ASSIGNMENT >> From the entries that follow, extract each line holding the string "outlines".

AVAILABLE DATA >>
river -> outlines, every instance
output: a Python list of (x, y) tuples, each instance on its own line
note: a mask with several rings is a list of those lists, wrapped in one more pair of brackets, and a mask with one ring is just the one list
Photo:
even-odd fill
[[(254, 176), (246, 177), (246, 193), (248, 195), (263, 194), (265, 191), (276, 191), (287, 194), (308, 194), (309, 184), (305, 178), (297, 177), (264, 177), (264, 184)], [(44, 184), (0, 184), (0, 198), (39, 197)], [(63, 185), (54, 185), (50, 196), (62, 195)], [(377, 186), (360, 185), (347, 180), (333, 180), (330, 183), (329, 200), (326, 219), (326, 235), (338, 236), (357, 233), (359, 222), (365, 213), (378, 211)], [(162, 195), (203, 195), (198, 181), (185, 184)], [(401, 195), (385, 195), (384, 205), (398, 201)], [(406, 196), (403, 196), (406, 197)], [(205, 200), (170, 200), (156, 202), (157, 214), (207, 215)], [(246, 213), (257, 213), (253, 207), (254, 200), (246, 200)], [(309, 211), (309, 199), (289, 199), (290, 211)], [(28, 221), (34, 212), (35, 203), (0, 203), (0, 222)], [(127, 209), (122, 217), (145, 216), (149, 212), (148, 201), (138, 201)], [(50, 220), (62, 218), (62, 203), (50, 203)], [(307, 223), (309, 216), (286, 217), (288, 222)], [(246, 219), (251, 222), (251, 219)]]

---

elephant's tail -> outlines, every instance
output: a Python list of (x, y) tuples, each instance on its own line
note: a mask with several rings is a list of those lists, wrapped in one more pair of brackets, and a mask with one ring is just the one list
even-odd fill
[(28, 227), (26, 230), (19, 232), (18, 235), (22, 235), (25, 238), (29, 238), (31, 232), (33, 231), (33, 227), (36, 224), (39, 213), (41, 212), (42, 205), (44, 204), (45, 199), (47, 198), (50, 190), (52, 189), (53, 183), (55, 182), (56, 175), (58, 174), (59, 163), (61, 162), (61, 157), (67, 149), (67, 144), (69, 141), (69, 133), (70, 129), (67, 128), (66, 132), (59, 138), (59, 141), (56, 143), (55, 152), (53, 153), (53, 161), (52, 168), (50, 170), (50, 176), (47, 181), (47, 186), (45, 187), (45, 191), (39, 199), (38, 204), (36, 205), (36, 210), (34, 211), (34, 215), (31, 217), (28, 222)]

SOLVED PROBLEM >>
river -> outlines, every instance
elephant's tail -> outlines, every instance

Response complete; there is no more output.